YOUR INSTRUCTIONS |
Set down the lines below word for word, covering only the stretch from the line containing "Phrase: ring on finger" through the line containing "Phrase: red carpet", both included.

Rows from a pointing dataset:
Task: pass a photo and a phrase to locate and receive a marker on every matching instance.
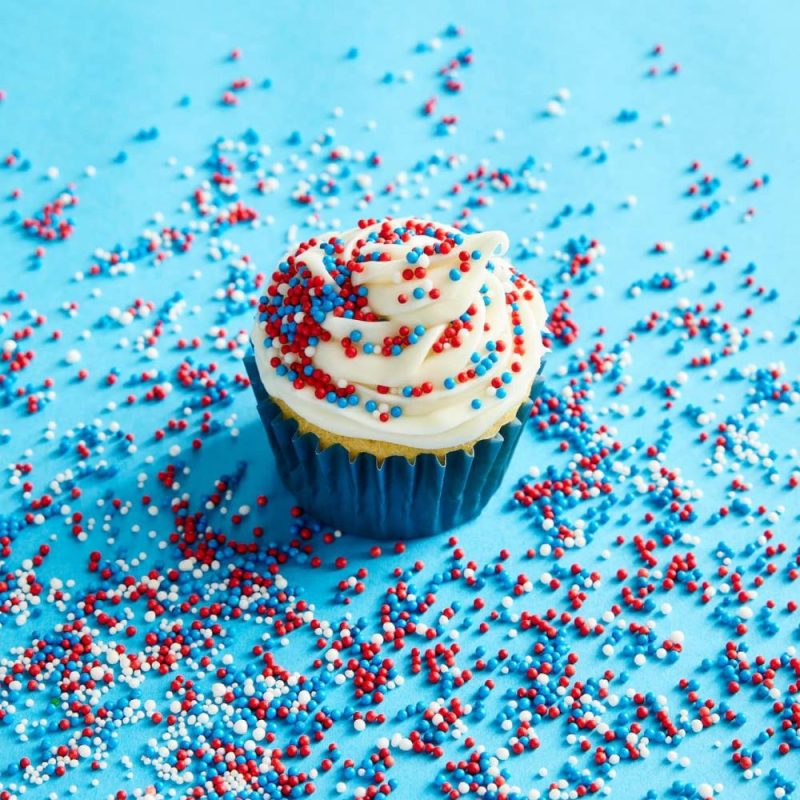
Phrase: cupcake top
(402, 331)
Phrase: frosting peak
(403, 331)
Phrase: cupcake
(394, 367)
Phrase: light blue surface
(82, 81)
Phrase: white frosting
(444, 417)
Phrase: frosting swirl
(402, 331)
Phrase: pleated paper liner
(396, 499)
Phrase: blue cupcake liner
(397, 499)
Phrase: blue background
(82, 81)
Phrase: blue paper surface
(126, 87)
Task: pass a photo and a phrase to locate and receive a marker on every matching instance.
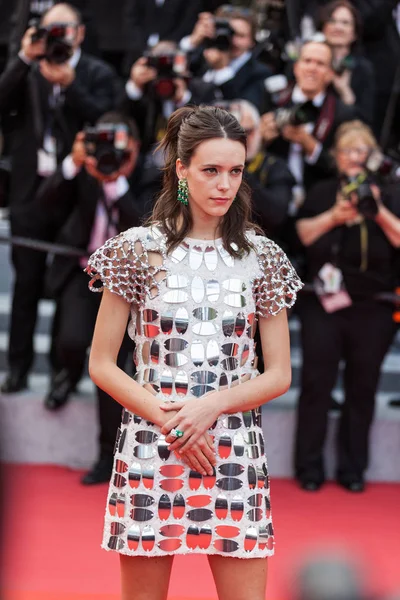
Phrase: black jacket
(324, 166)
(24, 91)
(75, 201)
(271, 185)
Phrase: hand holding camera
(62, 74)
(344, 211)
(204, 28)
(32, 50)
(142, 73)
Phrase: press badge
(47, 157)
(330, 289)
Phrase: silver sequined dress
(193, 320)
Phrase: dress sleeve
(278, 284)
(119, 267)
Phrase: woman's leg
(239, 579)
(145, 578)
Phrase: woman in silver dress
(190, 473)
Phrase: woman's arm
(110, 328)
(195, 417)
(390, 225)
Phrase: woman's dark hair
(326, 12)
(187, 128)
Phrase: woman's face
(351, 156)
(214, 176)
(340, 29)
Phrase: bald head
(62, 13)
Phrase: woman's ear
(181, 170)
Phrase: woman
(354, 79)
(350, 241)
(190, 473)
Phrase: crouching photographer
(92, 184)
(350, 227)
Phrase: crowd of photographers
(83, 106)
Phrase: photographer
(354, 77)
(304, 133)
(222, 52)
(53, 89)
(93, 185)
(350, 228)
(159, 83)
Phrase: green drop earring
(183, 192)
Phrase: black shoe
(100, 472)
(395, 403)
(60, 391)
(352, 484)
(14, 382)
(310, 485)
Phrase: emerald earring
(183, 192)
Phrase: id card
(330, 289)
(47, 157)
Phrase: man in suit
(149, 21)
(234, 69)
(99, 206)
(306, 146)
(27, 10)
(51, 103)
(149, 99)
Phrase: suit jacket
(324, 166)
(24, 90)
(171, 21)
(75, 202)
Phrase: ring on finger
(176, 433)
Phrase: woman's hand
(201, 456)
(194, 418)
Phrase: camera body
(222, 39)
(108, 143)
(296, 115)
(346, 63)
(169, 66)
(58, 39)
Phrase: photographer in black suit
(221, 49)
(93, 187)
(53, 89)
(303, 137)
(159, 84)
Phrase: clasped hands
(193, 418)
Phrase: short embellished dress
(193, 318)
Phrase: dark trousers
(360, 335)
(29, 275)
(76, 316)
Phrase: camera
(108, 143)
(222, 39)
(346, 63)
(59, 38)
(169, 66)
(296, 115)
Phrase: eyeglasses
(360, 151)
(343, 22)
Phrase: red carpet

---

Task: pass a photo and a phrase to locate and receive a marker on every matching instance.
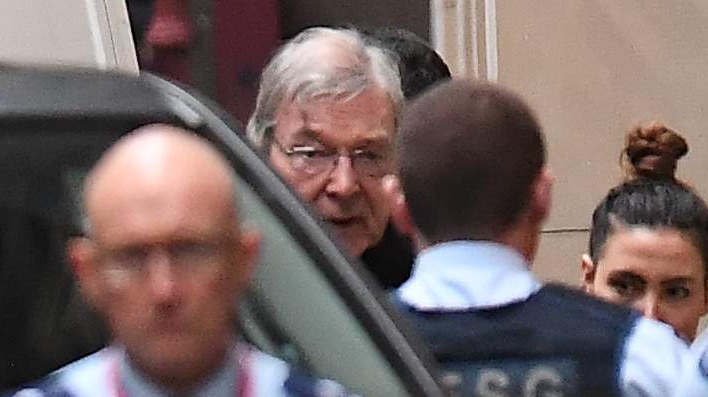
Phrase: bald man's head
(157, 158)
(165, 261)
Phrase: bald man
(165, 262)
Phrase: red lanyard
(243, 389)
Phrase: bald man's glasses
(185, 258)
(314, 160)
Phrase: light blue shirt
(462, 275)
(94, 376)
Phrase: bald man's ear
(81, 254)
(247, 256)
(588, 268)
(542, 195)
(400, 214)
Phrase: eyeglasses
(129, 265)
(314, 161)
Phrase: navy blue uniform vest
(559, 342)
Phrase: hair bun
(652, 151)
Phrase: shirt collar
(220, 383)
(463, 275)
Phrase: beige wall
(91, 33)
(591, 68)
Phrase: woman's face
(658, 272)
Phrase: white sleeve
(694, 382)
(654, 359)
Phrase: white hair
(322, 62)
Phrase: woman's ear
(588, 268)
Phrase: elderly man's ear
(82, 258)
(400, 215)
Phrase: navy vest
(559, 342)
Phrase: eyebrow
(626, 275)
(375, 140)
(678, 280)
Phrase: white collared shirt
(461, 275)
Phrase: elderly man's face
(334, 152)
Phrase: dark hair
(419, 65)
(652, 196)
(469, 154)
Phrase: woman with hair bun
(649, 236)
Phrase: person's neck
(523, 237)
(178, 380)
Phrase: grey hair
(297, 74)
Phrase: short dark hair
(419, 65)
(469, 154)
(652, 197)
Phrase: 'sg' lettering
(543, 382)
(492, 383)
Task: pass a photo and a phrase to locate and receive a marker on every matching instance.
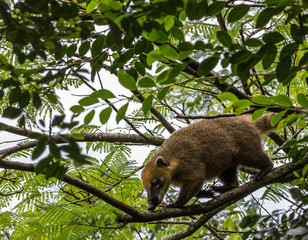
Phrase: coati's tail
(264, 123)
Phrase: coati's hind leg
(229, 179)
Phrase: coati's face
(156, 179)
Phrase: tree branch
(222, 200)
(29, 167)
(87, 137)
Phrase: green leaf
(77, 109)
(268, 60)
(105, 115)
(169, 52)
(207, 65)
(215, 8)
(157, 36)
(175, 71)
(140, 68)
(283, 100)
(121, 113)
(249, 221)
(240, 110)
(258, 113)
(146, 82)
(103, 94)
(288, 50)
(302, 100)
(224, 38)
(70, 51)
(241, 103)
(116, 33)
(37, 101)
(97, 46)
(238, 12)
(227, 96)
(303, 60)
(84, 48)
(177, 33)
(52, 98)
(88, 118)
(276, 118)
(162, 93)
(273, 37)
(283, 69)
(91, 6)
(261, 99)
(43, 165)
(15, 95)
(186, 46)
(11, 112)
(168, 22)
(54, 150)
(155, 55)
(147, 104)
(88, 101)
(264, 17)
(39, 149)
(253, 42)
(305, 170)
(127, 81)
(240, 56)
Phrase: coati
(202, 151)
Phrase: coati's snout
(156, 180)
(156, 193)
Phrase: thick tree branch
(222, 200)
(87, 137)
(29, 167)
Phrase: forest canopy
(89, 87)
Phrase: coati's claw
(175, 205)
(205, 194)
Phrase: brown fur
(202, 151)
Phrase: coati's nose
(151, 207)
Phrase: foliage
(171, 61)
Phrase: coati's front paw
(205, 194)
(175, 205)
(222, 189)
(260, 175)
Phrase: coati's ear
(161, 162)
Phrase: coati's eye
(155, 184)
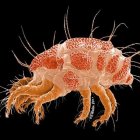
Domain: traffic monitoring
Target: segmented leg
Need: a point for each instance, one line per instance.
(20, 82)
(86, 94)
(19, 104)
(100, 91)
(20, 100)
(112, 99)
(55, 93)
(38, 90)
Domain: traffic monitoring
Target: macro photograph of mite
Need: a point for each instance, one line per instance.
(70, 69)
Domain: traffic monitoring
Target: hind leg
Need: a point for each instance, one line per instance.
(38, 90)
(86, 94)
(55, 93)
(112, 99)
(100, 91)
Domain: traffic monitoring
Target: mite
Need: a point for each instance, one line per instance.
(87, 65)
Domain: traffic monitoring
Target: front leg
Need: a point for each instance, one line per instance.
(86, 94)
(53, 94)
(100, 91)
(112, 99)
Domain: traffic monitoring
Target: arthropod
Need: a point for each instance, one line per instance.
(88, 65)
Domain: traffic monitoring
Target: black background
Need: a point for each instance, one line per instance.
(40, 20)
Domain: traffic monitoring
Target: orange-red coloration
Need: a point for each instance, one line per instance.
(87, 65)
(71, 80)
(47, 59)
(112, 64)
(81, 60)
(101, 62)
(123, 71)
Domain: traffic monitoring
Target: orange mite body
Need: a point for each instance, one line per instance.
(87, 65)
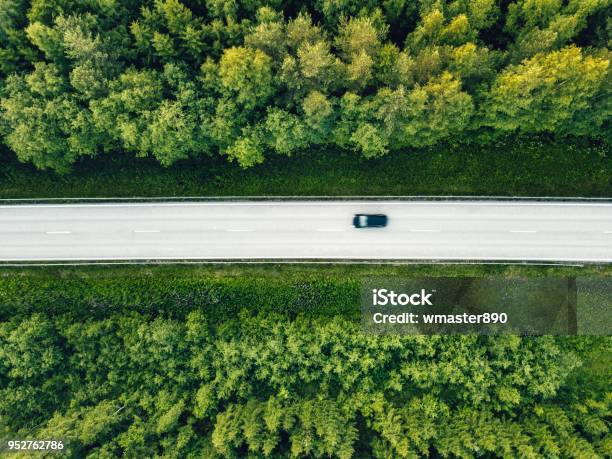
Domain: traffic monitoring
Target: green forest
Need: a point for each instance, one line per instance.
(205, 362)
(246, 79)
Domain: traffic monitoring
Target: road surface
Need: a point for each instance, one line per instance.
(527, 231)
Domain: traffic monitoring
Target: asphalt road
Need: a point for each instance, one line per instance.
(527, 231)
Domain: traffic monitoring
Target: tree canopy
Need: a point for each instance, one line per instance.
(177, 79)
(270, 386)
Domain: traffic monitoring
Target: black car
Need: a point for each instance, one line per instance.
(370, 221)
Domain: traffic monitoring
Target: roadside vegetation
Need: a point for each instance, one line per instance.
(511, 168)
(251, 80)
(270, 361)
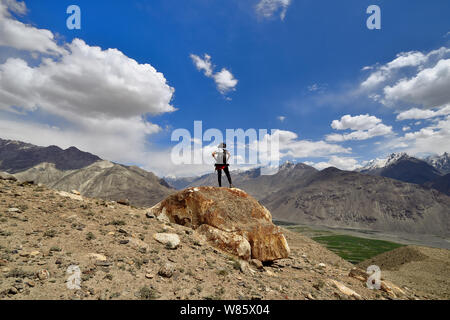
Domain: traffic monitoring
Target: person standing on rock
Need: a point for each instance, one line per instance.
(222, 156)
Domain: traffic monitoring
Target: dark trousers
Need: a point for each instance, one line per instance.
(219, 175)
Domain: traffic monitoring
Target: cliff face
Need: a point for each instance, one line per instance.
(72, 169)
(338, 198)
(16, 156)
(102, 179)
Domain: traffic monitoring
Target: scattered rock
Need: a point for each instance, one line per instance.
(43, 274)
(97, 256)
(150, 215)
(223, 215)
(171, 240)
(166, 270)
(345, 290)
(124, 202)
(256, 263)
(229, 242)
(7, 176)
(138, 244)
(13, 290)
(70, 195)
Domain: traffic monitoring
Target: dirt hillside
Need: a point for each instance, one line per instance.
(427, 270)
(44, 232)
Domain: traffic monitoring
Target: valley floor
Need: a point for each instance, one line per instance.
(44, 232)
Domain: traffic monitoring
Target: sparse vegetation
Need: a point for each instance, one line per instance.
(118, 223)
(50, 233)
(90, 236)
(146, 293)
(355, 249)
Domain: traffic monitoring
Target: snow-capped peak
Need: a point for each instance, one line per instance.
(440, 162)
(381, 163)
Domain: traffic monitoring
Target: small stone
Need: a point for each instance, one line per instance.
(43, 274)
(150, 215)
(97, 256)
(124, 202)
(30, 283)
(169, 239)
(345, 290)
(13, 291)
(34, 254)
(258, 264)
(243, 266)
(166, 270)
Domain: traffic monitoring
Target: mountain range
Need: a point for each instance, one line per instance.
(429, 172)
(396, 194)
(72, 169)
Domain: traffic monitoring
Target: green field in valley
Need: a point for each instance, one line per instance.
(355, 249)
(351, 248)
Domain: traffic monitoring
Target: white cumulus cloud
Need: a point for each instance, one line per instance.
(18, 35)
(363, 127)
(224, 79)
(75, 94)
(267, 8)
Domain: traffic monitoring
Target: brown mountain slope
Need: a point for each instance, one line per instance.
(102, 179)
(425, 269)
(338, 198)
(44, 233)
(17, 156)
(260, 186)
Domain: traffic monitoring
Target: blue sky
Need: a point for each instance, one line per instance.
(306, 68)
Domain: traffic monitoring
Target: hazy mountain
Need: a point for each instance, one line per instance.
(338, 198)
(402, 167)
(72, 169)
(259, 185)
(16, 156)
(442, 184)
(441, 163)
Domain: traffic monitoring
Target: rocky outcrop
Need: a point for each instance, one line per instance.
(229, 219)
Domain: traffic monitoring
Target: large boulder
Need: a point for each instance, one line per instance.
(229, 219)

WRITTEN ANSWER |
Phrase: ring on finger
(176, 433)
Phrase: woman's hand
(201, 456)
(194, 418)
Phrase: camera body
(222, 39)
(108, 143)
(296, 115)
(346, 63)
(169, 66)
(58, 39)
Phrase: photographer in black suit
(221, 49)
(93, 187)
(53, 89)
(303, 137)
(159, 84)
Phrase: clasped hands
(193, 418)
Phrase: short embellished dress
(193, 318)
Phrase: dark trousers
(360, 335)
(29, 275)
(76, 316)
Phrase: camera
(108, 143)
(222, 39)
(346, 63)
(59, 38)
(169, 66)
(296, 115)
Phrase: eyeglasses
(360, 151)
(343, 22)
Phrase: red carpet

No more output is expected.